§ To do
The records below must be reproduced exactly, excluding any pictures.

[Records drawn from a dataset]
----
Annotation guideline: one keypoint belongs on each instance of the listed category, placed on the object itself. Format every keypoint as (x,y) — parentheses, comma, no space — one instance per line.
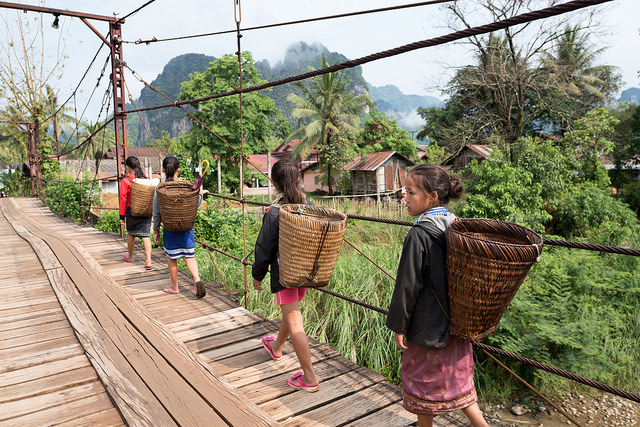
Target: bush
(221,226)
(70,198)
(584,210)
(109,221)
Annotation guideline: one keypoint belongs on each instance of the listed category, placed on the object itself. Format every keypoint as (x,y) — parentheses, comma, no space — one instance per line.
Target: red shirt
(125,193)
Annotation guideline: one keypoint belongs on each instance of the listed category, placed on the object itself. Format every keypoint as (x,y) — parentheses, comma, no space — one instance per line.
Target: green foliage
(554,166)
(14,185)
(341,151)
(326,106)
(221,226)
(627,142)
(631,196)
(437,154)
(496,189)
(109,221)
(577,310)
(381,133)
(441,125)
(588,208)
(222,116)
(69,197)
(591,136)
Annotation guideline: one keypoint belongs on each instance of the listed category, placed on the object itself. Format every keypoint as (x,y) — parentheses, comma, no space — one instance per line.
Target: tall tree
(381,133)
(26,70)
(575,83)
(325,107)
(261,121)
(503,96)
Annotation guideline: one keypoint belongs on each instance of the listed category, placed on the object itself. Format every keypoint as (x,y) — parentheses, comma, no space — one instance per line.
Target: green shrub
(109,221)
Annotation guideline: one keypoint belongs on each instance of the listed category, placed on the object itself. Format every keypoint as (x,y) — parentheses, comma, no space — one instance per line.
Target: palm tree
(95,146)
(575,76)
(325,107)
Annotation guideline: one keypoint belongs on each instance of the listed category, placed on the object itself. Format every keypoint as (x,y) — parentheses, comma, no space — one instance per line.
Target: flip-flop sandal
(200,290)
(296,382)
(266,343)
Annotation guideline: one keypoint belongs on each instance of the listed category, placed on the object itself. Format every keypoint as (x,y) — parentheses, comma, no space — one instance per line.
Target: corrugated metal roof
(259,160)
(135,151)
(482,150)
(372,161)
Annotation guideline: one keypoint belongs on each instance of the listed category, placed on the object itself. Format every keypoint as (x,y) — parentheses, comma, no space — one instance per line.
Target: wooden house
(309,166)
(377,174)
(466,155)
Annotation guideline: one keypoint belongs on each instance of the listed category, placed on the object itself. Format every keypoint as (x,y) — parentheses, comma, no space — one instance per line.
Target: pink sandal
(296,382)
(266,343)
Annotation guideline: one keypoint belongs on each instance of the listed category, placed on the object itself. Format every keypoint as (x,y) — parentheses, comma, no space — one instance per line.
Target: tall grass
(577,310)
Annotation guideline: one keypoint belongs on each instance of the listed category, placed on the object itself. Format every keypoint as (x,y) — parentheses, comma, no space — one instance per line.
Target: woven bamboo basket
(487,261)
(178,205)
(142,199)
(309,241)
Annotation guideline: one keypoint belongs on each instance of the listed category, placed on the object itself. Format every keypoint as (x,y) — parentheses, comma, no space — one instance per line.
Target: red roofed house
(309,166)
(376,174)
(466,155)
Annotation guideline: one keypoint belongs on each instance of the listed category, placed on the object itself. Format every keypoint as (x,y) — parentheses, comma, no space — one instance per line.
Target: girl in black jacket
(437,369)
(286,179)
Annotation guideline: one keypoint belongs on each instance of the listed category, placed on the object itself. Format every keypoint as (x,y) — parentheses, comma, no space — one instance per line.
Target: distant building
(150,158)
(376,174)
(466,155)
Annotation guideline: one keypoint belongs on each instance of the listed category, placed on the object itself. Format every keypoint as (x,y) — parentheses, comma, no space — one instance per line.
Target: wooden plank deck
(166,359)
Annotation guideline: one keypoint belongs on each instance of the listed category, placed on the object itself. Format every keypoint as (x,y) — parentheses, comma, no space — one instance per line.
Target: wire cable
(121,20)
(458,35)
(300,21)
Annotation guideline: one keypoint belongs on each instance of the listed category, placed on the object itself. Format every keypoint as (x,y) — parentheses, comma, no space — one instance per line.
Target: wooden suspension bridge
(87,339)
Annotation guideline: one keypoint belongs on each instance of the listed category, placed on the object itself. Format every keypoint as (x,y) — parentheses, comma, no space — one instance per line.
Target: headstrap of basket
(438,234)
(311,277)
(130,183)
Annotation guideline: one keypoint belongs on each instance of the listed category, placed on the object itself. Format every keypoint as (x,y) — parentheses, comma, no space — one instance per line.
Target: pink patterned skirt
(438,381)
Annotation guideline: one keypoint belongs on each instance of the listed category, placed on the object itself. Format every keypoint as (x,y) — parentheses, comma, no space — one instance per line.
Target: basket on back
(309,241)
(487,261)
(178,205)
(142,199)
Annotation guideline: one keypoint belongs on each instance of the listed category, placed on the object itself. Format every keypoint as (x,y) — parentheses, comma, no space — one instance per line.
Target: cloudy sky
(419,72)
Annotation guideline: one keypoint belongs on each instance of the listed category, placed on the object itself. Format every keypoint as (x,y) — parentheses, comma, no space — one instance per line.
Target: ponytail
(134,163)
(286,179)
(170,165)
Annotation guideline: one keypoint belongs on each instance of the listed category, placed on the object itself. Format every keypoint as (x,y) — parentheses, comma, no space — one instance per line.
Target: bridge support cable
(458,35)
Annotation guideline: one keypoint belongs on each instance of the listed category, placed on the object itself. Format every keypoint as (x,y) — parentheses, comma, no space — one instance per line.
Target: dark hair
(134,163)
(170,165)
(430,178)
(286,178)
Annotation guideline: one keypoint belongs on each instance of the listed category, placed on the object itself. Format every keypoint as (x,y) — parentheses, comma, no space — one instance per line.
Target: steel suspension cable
(239,152)
(121,20)
(552,242)
(458,35)
(300,21)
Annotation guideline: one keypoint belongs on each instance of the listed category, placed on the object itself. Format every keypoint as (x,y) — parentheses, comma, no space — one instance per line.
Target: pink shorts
(289,295)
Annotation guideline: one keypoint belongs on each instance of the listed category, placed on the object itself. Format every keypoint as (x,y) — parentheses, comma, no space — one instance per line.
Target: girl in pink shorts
(286,179)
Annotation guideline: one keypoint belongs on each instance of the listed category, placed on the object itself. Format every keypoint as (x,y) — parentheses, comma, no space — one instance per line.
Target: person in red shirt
(137,226)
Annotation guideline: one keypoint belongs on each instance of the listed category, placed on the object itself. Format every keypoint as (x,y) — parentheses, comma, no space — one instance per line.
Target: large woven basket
(309,241)
(142,199)
(487,261)
(178,205)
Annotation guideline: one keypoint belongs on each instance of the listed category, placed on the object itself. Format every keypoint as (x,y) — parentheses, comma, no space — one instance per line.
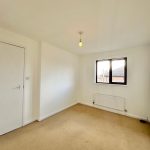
----
§ Written response
Annotation guideline: one keypoint belongs on each instance of the listed category, placed on the object itself. Format every keypoint as (x,y) — parentheses, comma, no space — one instance per line.
Target: bush
(221,226)
(70,198)
(584,210)
(109,221)
Annotation guideline: one keypoint belongs on each instance of the listed category, placed on the object itself. Format every keypoint as (x,y) — parentheses, comma, no space — one instance per line.
Target: red shirt
(125,193)
Annotation guideline: one keypoint belongs on each instance of the listed category, placed on the object itself. Format every keypoint as (x,y) — parentheses, comma, no space — one instance per line.
Target: green foliage
(554,166)
(14,185)
(341,151)
(326,106)
(221,226)
(627,142)
(631,196)
(437,154)
(496,189)
(109,221)
(577,310)
(381,133)
(441,125)
(588,208)
(222,116)
(69,197)
(591,136)
Annotation guideline: one keypoint belongs on each instance of the listed category, placed on the object itself. Format every keypoint as (x,y) — parentheses, comma, no space — one instance per line.
Target: tall tree
(381,133)
(26,70)
(575,83)
(325,107)
(261,121)
(503,96)
Annotation guideline: one keypoint belongs on each instance of the listed category, placed on the object itself. Format every keypoint as (x,y) — parentheses, comma, no space — one instance per line.
Target: green shrub
(109,221)
Annotation guideline: one keypoint belongs on each instance of the listed category, placed on the object itself. Format every keypoint as (x,y) — parentheses, comma, no space — one instance per line.
Target: palm tree
(95,146)
(575,76)
(325,107)
Annotation guideline: one keypoint belongs on each instance of the listed category, placed on the object itself. Format every keypoint as (x,y) — parentheses, comma, no space — one instance per line.
Target: flip-flop sandal
(200,290)
(296,382)
(266,343)
Annotation guideline: one keypoint belongs on each instance of the listed category, placed on the object itself. Format every keypoint as (x,y) — parentheses, comma, no space — one instance per line.
Target: corrugated metal roof
(259,160)
(135,151)
(482,150)
(372,161)
Annotation guideline: one keypoint belongs on each instance of the listed category, placed on the object itself. Format every keypoint as (x,y) — parentheses, comma, no space — one instance per line.
Target: wooden house
(309,166)
(377,174)
(466,155)
Annotation guideline: one keypoint belongs on each instance of the listed category, placed on the object itself. Format every keypoint as (x,y) — parentheses, comma, no space — one instance per line.
Target: pink sandal
(296,382)
(266,343)
Annotation guideline: one keypoint belongs on each instance of the listed category, placed on the object itself. Format every keypoint as (x,y) — parentheses, comma, no space — one instance per line.
Target: tall grass
(577,310)
Annotation guideline: one keypoint belongs on each instance of the listed category, placed on the object itself. Format every keypoint as (x,y) — parentheses, comma, no space — one instance per line.
Target: woven bamboo basket
(487,261)
(178,205)
(142,199)
(309,241)
Annotation guideline: one keypoint belongs on each instance of the listed category, placed on the object itself. Format every keypoint as (x,y) — parentheses, comma, no space — one instance per line.
Target: red roofed house
(309,166)
(376,174)
(466,155)
Annotation guideline: one keypoint belongs on each instance of the listed category, placed on the object itself. Format every keypoint as (x,y) — parentheses, comma, no space — one instance per line.
Target: girl in black jacket
(437,369)
(286,179)
Annotation guideline: one keypoint belongs on each instance of the listed category, placed on the object itself. Format every keypoint as (x,y) — parentheses, comma, no space — one instance per line.
Target: distant building
(150,158)
(376,174)
(466,155)
Annotation guideline: one keypoint belongs on each instance of the listed category, placed on the object itself. Format every keypoint as (x,y) — parentheses, comma, no space — one instance per line.
Target: wooden plank deck
(166,359)
Annotation guideline: one keypoint belongs on each instance of the listed category, placed on the object itself. Format every keypoint as (x,y) — parentheses, comma, no space — one instance per line.
Target: wire cable
(121,20)
(458,35)
(300,21)
Annotation guideline: one keypoint belongs on each instance of the listed category, placed on the object itself. Format every keypoint as (x,y) — parentheses, comma, no space — one instance per line.
Target: wooden suspension bridge
(87,339)
Annotation guideline: one keypoint belongs on each instance of the listed category, placed on the object itself. Format every keypoint as (x,y) — parentheses, comma, no space — one instance per line.
Target: headstrap of basket
(438,234)
(311,277)
(130,183)
Annotation guideline: one keypoint belongs on each instance of the listed category, placed on the object itself. Format every keypoint as (x,y) — parentheses, comma, no space — one instance per line.
Target: pink patterned skirt
(438,381)
Annotation guideline: one keypoint belongs on each instance of the listed category, placed on the object itself. Format every keypoint as (x,y) — parentheses, comma, no space — one instance per line.
Target: basket on back
(309,241)
(487,261)
(178,205)
(142,199)
Annotation guideline: one keypoint belongs on each instance of the listed category, placed on the object itself. Format every keypoint as (x,y) — parentheses, comma, no space — one instance per line.
Target: cloudy sky
(419,72)
Annotation guideline: one keypoint belongs on each instance of the listed category, placed on the object itself. Format every keypoint as (x,y) — parentheses, comma, no space — one instance per line.
Target: ponytail
(134,163)
(286,179)
(170,165)
Annotation guideline: one keypoint belongs on each instance of the listed category, placed on the object itself. Format every keypoint as (x,y) — parentheses, comma, no space — one instance per line.
Target: bridge support cable
(458,35)
Annotation guideline: one keypoint belongs on each instance of the listed category, placed on the object itself. Format every keypoint as (x,y) — parentheses, comma, no space — one instance per line.
Target: dark hair
(134,163)
(170,165)
(430,178)
(286,178)
Annotation guideline: one keypoint belongs on each instance of the listed category, placed on the object itself. Format every keypoint as (x,y) — parentheses, comma, no space — one instance per line.
Target: steel suspension cable
(239,152)
(121,20)
(552,242)
(458,35)
(300,21)
Annotation guideline: one keypoint belongs on each instance of the listed category, placed on the object itself. Format every keypoint as (x,y) — parentheses, comma, no space — one instance per line.
Target: pink shorts
(289,295)
Annotation guideline: one keypoint belongs on each instance of the listed category, placed on the object itself. Format every keypoint as (x,y) — parentheses, comma, no space — one instance per line.
Target: girl in pink shorts
(286,179)
Annotation guideline: one keypoint belongs on each instance of the listed category, placed on the object itself. Format every keypoint as (x,y) — parentheses, comma, no space — one instance per line.
Target: person in red shirt
(137,226)
Annotation guideline: one keypoint belongs on each instance of the listed category, placed on the object itself. Format every keypoint as (x,y) — parentheses, comma, no space — one instance per line.
Target: large woven basket
(309,241)
(142,199)
(487,261)
(178,205)
Annotation guideline: one keypoint belongs on each instance of the listed category, placed on the object itself. Format every keypoint as (x,y) — parentheses, comma, no space — one instance per line.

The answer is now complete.